# [CON ESTA INFORMACIÓN]
(a) Según el fragmento sobre Sylvia Plath, ¿qué pueblo rural de Inglaterra visitó María Magdalena?
(b) Enumera todo aquello con lo que, según el fragmento sobre Sylvia Plath, soñaba Plath como norteamericana blanca de clase media.

# [FRAGMENTO DE TEXTO]
....................

Para Cabral, que en su libro La ciudad de amapolas dedica un poema a Plath, “el suicidio de Sylvia es absolutamente conmovedor, es casi una eutanasia preanunciada al final de aquel poema: ‘Papi, papi, hijo de puta, estoy acabada’”. Por la intensidad, y “el horror y el salvajismo” de sus poemas, el crítico y profesor George Steiner sostuvo que Plath se había convertido “en una mujer transportada a Auschwitz en los trenes de la muerte”.
“Hace varios años que leo, investigo y traduzco a Plath -dice la escritora María Magdalena, autora de No hay milagro más cruel que este. Sylvia Plath: amar, maternar, escribir (Las Furias)-. Había empezado a escribir algunas anotaciones sueltas, pero comenzó a tomar forma de libro luego de un viaje a Inglaterra. Viajé para conocer el pueblo rural donde vivió sus últimos años, North Tawton, y estuve allí algunos días, intentando absorber esa atmósfera tan peculiar en la que escribió sus mejores poemas, febril y desesperada. No quería escribir una biografía tradicional; Plath para mí no es un objeto de estudio, y tampoco me interesa la escritura desafectada de los textos académicos o ensayísticos. Menos aún si se trata de abordar, desde una perspectiva feminista, temáticas como el amor, la maternidad y la escritura. Mi libro es un híbrido, una rareza en términos de género, una especie de ensayo poético”.
“Las biografías de Sylvia Plath están llenas de intentos vanos de simplificar lo contradictorio y lo complejo: o víctima o victimaria, o santa o bruja -se lee en el libro de Magdalena-. Plath era una norteamericana blanca de clase media que soñaba con la casa en los suburbios, el jardín, el marido perfecto y los hijos relucientes; también era una mujer oprimida por la sociedad patriarcal de los años 50 que se debatía entre la escritura y la vida doméstica; era la gran poeta y la mujer desesperada, la que percibía a las otras mujeres como una amenaza, la que se burlaba de la infertilidad, la que vanagloriaba el ser madre como condición ineludible de lo femenino; la que celaba, hostigaba, insultaba, quemaba manuscritos de su marido; la que añoraba ‘un gran amor extraordinario creador floreciente denso’; la que abandonó a sus hijos y fue abandonada con sus hijos, la que salvó a sus hijos”.

....................

# [CONTENIDO DEL CONJUNTO]
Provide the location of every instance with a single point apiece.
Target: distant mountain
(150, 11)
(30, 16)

....................

# [RESULTADOS]
(a) North Tawton, el pueblo donde Plath vivió sus últimos años.

(b)
- La casa en los suburbios
- El jardín
- El marido perfecto
- Los hijos relucientes